-------- DATA FOR PROCESSING

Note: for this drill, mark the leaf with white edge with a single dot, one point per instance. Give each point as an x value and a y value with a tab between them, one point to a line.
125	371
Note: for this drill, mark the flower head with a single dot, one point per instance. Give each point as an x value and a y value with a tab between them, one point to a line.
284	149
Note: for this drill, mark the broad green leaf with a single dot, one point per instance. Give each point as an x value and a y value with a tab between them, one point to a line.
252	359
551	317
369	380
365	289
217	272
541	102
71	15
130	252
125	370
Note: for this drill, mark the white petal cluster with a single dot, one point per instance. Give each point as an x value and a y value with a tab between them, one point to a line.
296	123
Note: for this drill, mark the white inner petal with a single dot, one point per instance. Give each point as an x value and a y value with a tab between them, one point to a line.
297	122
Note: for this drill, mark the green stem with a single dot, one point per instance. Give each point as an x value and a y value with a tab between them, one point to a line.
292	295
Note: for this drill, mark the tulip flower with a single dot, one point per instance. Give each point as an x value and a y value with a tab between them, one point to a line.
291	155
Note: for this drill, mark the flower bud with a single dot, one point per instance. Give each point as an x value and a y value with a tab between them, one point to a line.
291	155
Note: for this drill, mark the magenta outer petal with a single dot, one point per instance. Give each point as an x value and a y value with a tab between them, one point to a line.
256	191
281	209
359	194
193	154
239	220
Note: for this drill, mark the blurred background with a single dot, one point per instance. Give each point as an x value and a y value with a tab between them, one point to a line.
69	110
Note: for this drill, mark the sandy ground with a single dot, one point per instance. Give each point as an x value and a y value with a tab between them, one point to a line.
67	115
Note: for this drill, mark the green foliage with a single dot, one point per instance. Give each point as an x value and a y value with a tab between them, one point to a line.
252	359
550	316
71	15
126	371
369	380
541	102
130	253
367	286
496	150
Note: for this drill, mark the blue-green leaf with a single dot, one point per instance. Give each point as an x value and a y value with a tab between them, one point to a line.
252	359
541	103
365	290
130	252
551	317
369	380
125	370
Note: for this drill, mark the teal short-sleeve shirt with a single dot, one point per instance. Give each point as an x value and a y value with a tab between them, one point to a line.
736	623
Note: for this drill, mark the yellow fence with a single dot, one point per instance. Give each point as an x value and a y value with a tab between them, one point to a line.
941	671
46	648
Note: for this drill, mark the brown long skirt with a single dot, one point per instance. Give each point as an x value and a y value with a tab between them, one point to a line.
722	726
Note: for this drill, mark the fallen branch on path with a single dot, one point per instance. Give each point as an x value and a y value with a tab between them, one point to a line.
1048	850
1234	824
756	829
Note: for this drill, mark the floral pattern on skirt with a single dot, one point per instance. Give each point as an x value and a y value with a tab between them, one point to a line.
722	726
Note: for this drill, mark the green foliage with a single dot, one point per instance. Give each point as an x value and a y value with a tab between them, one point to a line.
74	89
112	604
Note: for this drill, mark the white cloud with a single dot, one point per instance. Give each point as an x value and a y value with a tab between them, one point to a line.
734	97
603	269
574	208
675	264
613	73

----------------

ACTION ITEM: Retype the entries above exactly as they appear.

ANSWER TO THIS PROBLEM:
Note: for this drill, mark the leaf with white edge with a single dot, one point per instance. Give each point as an x value and a y value with a tab between them, one point to a line.
125	371
Note: for this drill, mark the flower head with a single dot, one point per instance. Give each point as an x value and a y value with a tab between them, one point to a line.
284	149
Note: for this drill, mark the broad green leaf with a single dot, one point per instance. Give each point as an x value and a y value with a tab between them, one point to a line.
252	359
551	317
369	380
365	289
217	272
541	102
71	15
130	252
125	370
Note: for this drill, mark the white petal cluster with a single dot, one point per instance. Give each point as an x value and a y value with a tab between them, one point to a line.
296	123
Note: for this drill, mark the white inner petal with a single dot, one point per instance. Give each point as an x value and a y value with a tab between them, one point to a line.
297	122
Note: for this drill, mark the green stem with a single dot, one point per instance. Give each point as an x value and a y value with a tab between them, one point to a line.
292	295
Note: for this drill, mark the tulip flower with a single dot, one point per instance. Give each point as an x value and a y value with a tab between them, one point to a line.
291	155
Note: for this drill, mark the flower bud with a single dot, one point per instance. Give each point as an x value and a y value with a tab between them, one point to a line.
291	155
Note: for this drill, mark the magenta outer petal with a single dot, one point per instance. Give each point as an x value and a y value with a tab between them, one point to a line.
256	191
281	209
359	194
193	154
239	220
Note: for this drill, mark the blurred background with a single dot, one point per instance. Give each point as an x value and a y value with a tab between them, one point to a line.
69	110
Note: for this drill, mark the sandy ground with a single dot, one point per instance. Give each point as an x value and a y value with a tab between them, one point to a line.
67	115
Note: for this drill, mark the green foliage with a single dot, one point per instance. Give each point as an x value and a y value with a tab between them, one point to a line.
252	359
550	316
71	15
126	371
369	380
541	102
130	253
367	286
496	150
Note: for this drill, mark the blue-green leaf with a single dot, one point per instance. Give each point as an x value and a y value with a tab between them, one point to a line.
252	359
541	103
365	290
130	252
551	317
369	380
125	370
Note: for this drill, mark the teal short-sleeve shirt with a single dot, one point per instance. Give each point as an x value and a y value with a tab between them, one point to a line.
736	623
Note: for this drill, mark the yellow fence with a single dot, one point per instance. Give each point as an x value and a y value with a tab between them, one point to a line.
941	671
46	648
Note: for this drill, mark the brown long skirt with a single dot, one point per instance. Give each point as an x value and a y value with a tab between them, one point to a line.
722	726
Note: for this drill, mark the fallen branch on path with a single dot, one point per instance. Give each point as an x value and a y value with a tab between them, one point to a line.
1048	850
1234	824
756	829
Note: for this drill, mark the floral pattern on skirt with a single dot, one point per instance. Give each point as an x value and a y value with a tab between them, one point to a line.
722	726
Note: for this drill, mark the green foliage with a single dot, one point per instance. Give each point as an x value and a y value with a tab between them, one point to a line.
74	89
112	604
Note: for this drill, mark the white cloud with a single dot, one point per instance. Give each point as an x value and a y value with a tab between them, one point to a line.
734	97
603	269
574	208
675	264
613	73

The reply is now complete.